EXTRACT TO READ ::
--- --- ---

There is a third obvious line of attack against this patently risible idea. As we saw previously, the most common “truth” that is derived from mystical experience is usually along the lines of “all is one”, “all is unity”, or “duality is false”. Well, if there is no duality, then there is no truth, since truth requires the existence of falsity in order to have any meaning (the cognitive dissonance required to assert that “duality is false” is striking). “Supra-rational truth” is therefore an oxymoron, or, as we have seen, merely an amusing word game.

It appears then that we are compelled to deny even the possibility of the existence of “mystical truth” in the way that we have defined it. “Truth” is a rational concept, and as we know bare experience has no explanatory power, so all “truths” are ultimately rational ones (although reason cannot by itself arrive at truth any more than experience can; reason must have experience to work with, or it will have nothing to classify or analyse) and there is no such thing as “supra-rational truth”. In the previous entry we saw how statements such as “all is one” and “there is only one thing” simply do not qualify as truth statements at all.

--- --- ---

RECORDS SUPPLIED ::

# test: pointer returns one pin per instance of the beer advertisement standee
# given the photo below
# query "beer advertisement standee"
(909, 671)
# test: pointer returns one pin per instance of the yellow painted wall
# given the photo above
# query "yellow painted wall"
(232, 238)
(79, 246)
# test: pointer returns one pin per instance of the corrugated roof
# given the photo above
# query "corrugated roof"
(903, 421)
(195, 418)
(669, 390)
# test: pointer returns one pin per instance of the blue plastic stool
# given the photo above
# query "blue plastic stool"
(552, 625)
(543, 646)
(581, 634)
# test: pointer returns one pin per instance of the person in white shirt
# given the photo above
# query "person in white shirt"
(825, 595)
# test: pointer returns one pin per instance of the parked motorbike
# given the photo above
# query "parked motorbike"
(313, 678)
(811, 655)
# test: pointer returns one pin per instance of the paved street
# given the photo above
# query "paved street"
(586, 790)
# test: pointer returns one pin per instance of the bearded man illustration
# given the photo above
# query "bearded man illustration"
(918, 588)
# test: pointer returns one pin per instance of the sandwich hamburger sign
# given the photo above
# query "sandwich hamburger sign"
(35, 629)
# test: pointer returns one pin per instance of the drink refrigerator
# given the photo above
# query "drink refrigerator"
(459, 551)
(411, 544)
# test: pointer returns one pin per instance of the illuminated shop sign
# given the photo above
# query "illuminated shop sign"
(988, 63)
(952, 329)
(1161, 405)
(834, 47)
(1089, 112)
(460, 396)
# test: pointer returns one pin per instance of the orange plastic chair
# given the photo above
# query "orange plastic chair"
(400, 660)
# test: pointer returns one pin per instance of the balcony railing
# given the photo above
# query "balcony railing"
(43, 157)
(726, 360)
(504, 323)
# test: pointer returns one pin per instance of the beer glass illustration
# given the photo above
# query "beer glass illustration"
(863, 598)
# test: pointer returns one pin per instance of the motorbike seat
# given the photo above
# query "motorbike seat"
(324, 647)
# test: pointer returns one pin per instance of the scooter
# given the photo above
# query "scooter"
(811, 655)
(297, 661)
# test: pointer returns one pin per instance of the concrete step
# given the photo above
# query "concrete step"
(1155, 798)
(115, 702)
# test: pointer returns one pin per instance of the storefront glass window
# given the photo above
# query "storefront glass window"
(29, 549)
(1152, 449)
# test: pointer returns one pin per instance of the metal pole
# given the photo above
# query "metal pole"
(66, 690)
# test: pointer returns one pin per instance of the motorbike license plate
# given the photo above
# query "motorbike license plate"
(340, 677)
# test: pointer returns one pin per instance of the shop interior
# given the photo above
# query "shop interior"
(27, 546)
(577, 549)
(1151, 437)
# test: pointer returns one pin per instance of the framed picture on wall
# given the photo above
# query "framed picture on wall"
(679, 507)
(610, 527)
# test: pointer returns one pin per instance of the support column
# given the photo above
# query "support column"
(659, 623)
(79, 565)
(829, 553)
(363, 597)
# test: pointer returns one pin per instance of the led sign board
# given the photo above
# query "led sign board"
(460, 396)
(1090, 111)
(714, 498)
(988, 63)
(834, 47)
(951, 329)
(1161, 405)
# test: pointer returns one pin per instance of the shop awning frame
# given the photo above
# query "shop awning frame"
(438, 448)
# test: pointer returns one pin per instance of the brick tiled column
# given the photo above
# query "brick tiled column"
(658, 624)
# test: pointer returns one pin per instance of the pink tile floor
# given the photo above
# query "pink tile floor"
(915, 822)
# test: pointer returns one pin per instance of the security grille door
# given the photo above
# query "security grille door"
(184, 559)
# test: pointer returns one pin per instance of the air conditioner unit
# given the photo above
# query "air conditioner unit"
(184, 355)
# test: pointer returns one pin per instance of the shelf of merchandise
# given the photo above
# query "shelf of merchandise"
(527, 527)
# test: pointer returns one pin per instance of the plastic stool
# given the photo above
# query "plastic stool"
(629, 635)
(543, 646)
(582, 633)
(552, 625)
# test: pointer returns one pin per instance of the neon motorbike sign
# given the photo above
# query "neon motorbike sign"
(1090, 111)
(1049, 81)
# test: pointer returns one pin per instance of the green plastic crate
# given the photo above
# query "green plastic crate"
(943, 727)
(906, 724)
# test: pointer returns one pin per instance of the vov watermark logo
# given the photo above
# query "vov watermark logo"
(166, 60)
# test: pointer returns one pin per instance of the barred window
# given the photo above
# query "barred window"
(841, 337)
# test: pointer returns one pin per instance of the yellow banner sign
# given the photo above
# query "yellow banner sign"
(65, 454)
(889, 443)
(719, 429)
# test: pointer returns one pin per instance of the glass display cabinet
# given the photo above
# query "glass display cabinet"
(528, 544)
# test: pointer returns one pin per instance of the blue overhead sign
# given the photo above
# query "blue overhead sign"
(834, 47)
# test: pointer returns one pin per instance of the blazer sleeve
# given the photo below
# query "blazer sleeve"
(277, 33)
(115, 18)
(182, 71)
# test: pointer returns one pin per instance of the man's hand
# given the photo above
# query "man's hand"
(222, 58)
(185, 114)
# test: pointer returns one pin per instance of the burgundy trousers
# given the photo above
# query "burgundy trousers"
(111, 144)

--- --- ---

PROBLEM TO SOLVE :: Transcribe the passage on mystical truth above between "There is a third" and "amusing word game.", inclusive.

ANSWER TO THE EXERCISE ::
There is a third obvious line of attack against this patently risible idea. As we saw previously, the most common “truth” that is derived from mystical experience is usually along the lines of “all is one”, “all is unity”, or “duality is false”. Well, if there is no duality, then there is no truth, since truth requires the existence of falsity in order to have any meaning (the cognitive dissonance required to assert that “duality is false” is striking). “Supra-rational truth” is therefore an oxymoron, or, as we have seen, merely an amusing word game.